◆ **Page**

---

Chill October is an 1870 oil painting by John Everett Millais which depicts a bleak Scottish landscape in autumn. The painting measures . It was the first large-scale Scottish landscape painted by Millais.

The work was painted en plein air, near the railway line from Perth to Dundee, close to the family home of Millais' wife Effie Gray at Bowerswell House in Perth. Millais first noticed the scene when passing by train, and returned to paint it. The right foreground is dominated by long grasses, with the landscape stretching out to the left past a river bank with wind-blown willows and reeds to a distant hill beside the Firth of Tay. The scene is dominated by muted greens, yellows and browns of autumn, under a sombre grey sky.

It was exhibited at the Royal Academy in 1871, and won a prize at the Paris Exposition Universelle in 1878. It was bought in 1871 for £1,000 by Samuel Mendel for his house at Manley Hall. It was sold at auction in 1875 for 3,100 guineas (£3,255) and acquired by William Armstrong for his house, Cragside. The Magazine of Art, vol.14 in 1891 described Chill October in the Armstrong collection as "the most famous landscape in the collection ... the first and noblest of his great landscapes. It would be superfluous to describe in detail a picture which is known intimately by every British lover of art."

---

◆ **Data for the task**
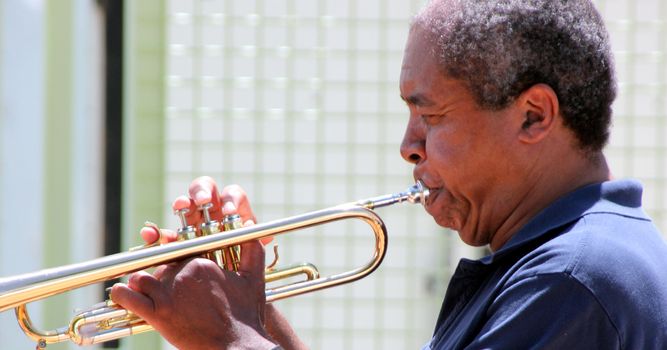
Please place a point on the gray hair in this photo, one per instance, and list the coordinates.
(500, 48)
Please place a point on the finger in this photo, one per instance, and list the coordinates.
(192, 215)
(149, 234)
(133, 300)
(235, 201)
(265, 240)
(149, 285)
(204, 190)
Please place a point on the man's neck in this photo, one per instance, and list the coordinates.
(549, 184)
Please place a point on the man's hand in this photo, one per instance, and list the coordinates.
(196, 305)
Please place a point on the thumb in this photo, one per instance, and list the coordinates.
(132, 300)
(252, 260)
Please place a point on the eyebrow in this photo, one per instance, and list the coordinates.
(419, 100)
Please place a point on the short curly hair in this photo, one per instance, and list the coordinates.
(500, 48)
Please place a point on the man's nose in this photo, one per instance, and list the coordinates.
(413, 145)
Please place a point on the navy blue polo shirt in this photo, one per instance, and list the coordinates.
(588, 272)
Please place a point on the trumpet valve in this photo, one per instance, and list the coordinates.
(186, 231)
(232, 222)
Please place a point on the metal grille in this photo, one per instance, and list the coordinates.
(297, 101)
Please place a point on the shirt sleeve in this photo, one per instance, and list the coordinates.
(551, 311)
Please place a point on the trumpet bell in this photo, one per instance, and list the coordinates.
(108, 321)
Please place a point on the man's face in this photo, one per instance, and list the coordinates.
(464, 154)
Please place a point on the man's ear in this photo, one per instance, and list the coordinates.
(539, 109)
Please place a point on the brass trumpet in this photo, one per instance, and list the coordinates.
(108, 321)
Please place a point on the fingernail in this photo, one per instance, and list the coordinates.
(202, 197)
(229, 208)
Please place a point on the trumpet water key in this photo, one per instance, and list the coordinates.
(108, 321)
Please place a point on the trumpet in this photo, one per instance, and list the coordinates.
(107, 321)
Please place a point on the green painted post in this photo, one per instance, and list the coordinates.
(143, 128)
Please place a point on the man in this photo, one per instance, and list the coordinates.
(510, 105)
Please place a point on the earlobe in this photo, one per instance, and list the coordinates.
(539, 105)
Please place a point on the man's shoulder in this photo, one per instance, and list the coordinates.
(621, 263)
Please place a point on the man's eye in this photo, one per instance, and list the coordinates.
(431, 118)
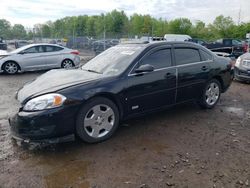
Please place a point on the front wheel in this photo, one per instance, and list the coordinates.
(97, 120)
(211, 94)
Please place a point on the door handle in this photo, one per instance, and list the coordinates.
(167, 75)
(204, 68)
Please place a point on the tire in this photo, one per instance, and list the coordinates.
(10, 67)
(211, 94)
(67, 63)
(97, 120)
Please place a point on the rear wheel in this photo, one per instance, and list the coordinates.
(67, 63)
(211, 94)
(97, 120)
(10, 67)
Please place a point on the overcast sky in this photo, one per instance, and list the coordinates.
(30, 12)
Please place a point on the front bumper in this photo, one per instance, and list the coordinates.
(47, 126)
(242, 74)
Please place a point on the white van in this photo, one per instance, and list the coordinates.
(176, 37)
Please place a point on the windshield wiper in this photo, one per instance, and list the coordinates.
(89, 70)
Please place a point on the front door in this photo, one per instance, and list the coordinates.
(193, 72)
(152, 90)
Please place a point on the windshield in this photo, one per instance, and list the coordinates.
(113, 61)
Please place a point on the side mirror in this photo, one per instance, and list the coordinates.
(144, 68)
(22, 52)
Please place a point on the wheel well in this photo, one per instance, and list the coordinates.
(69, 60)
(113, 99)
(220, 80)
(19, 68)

---

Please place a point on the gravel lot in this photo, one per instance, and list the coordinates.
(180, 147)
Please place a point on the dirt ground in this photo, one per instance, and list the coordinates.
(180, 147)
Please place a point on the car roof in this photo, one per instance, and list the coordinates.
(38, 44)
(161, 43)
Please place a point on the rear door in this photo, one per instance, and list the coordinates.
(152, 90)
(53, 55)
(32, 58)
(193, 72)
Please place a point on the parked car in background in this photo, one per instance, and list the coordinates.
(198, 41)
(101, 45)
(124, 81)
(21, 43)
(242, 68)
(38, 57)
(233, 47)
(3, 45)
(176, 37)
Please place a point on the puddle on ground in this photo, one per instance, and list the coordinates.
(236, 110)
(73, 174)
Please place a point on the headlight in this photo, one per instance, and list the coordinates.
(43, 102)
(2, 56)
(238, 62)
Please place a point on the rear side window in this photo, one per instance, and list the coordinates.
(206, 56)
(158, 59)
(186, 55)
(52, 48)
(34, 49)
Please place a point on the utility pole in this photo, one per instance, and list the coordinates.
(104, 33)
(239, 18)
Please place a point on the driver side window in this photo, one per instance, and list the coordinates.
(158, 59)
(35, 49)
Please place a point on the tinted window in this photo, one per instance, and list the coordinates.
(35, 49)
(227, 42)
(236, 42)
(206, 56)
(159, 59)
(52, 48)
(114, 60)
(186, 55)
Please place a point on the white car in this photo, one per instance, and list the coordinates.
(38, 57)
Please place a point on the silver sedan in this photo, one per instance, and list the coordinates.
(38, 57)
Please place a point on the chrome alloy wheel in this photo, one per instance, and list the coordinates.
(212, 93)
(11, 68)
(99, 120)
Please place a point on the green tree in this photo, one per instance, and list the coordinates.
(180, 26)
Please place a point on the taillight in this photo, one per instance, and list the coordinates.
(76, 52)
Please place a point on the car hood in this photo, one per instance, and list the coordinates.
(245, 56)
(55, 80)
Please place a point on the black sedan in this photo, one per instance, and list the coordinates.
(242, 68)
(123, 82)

---

◆ **Work to complete**
1 > Answer these questions from the text on Chill October.
(a) In what year was the painting made?
(b) Between which two places did the railway line near the painting's site run?
(c) For what sum was the painting sold at auction in 1875?
2 > Extract every line of the records that contains the string "wheel".
The text and the records come from separate sources.

◆ **Solutions per task**
1 >
(a) 1870
(b) Perth and Dundee
(c) 3,100 guineas (£3,255)

2 >
Please place a point on the front wheel in this photo, one per instance, and list the coordinates.
Please place a point on the rear wheel in this photo, one per instance, and list the coordinates.
Please place a point on the wheel well in this photo, one per instance, and list the coordinates.
Please place a point on the chrome alloy wheel in this photo, one per instance, and list the coordinates.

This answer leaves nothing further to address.